Exercise aim
Gather every line in the items below that contains the word "container" and copy each of those lines out in full. Only matches with the same capitalization count.

Listing
---

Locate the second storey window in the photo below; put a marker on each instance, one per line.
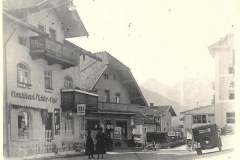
(199, 119)
(48, 79)
(52, 33)
(117, 98)
(23, 75)
(107, 95)
(68, 82)
(230, 117)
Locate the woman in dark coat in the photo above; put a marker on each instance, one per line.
(100, 146)
(89, 145)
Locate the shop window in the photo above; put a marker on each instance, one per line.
(48, 79)
(117, 98)
(23, 124)
(68, 82)
(23, 75)
(68, 124)
(52, 33)
(230, 117)
(93, 124)
(107, 95)
(199, 119)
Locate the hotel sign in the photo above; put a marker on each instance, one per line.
(81, 109)
(34, 97)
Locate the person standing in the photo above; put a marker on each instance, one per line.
(89, 145)
(100, 146)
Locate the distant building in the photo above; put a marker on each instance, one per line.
(197, 116)
(224, 55)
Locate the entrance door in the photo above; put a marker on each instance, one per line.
(49, 127)
(123, 125)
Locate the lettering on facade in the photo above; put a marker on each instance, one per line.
(34, 97)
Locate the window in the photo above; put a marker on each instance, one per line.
(23, 124)
(48, 79)
(199, 119)
(107, 95)
(231, 70)
(23, 75)
(105, 76)
(68, 124)
(230, 117)
(42, 28)
(52, 33)
(114, 77)
(231, 94)
(118, 98)
(68, 82)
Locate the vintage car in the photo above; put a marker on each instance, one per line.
(206, 137)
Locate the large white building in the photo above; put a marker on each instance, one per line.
(40, 68)
(224, 55)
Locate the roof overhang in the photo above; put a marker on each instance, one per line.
(79, 91)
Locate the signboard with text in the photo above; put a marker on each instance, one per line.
(81, 108)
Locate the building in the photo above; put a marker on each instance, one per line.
(119, 95)
(162, 116)
(40, 68)
(196, 117)
(223, 53)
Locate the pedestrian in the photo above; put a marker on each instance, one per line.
(100, 146)
(89, 145)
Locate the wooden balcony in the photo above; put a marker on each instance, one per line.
(52, 51)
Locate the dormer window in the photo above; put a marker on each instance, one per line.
(52, 33)
(68, 82)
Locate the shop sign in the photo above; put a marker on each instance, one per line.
(34, 97)
(81, 109)
(118, 133)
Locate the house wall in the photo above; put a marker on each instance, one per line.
(18, 53)
(223, 57)
(114, 86)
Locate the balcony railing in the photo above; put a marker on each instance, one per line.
(53, 51)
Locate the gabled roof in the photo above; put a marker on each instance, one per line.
(91, 71)
(224, 43)
(200, 110)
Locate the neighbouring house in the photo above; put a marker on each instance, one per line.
(40, 70)
(119, 96)
(223, 52)
(196, 117)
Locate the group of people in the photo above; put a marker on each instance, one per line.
(100, 145)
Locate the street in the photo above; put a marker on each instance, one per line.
(155, 155)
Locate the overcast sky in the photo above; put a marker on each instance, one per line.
(157, 39)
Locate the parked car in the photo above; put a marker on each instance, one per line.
(206, 137)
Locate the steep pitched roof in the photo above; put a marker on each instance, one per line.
(202, 109)
(91, 71)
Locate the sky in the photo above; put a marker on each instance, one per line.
(157, 39)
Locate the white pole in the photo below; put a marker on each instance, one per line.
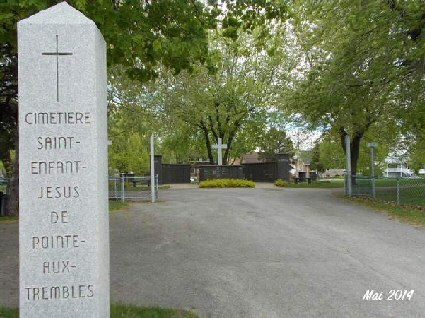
(153, 197)
(372, 167)
(220, 155)
(348, 165)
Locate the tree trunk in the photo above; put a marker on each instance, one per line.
(12, 204)
(354, 149)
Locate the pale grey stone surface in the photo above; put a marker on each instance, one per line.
(63, 166)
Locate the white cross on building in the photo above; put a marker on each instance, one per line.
(219, 147)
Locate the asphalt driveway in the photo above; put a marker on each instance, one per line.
(256, 253)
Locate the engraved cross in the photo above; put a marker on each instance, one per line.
(57, 54)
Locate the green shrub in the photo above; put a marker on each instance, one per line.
(280, 183)
(227, 183)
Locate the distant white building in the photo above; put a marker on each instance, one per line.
(397, 165)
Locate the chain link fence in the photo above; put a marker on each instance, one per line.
(4, 191)
(403, 191)
(125, 188)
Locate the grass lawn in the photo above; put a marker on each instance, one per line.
(409, 214)
(115, 205)
(124, 311)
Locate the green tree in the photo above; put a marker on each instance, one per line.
(140, 34)
(274, 141)
(360, 65)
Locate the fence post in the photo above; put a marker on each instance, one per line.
(398, 191)
(348, 190)
(115, 188)
(122, 188)
(157, 185)
(153, 196)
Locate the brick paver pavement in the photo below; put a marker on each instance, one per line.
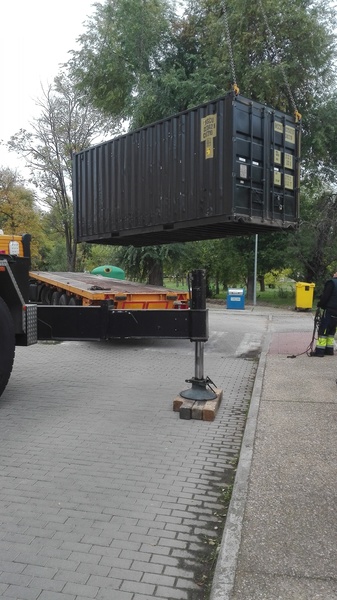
(105, 493)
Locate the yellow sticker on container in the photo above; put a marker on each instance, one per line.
(288, 161)
(208, 127)
(290, 134)
(209, 147)
(289, 182)
(277, 157)
(277, 178)
(278, 127)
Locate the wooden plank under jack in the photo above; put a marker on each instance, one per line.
(204, 410)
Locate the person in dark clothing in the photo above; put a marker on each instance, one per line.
(327, 328)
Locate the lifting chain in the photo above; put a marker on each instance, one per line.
(297, 115)
(235, 86)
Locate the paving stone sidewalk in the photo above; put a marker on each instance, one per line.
(105, 493)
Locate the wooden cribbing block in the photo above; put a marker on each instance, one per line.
(202, 410)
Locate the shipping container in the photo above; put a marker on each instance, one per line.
(228, 167)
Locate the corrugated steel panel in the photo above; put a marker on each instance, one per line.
(228, 167)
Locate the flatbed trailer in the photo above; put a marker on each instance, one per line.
(124, 311)
(63, 288)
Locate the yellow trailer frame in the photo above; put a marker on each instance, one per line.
(94, 289)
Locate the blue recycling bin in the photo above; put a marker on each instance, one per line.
(236, 298)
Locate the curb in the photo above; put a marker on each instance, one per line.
(224, 575)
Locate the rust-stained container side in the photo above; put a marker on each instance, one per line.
(228, 167)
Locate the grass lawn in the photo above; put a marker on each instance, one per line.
(282, 295)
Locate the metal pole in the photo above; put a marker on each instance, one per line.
(255, 269)
(199, 360)
(199, 390)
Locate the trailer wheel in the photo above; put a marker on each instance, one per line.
(73, 301)
(7, 344)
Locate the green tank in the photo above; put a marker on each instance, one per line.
(109, 271)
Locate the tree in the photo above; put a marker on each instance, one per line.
(66, 125)
(18, 211)
(139, 60)
(147, 263)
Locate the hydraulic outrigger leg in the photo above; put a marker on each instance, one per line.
(199, 390)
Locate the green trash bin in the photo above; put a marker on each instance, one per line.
(109, 271)
(304, 295)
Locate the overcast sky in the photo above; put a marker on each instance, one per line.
(36, 36)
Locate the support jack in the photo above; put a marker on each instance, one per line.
(199, 390)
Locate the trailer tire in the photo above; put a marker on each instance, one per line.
(7, 344)
(73, 301)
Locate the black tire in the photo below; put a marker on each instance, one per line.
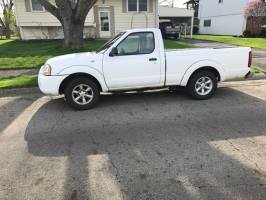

---

Solution to this task
Locate the yellow sticker on container in the photo above; put a marker on each instance, one per line.
Locate the shipping container in the photo above; put a marker on each instance, one per line.
Locate the rust-stained container side in the photo above; put a marker on each instance, one per line.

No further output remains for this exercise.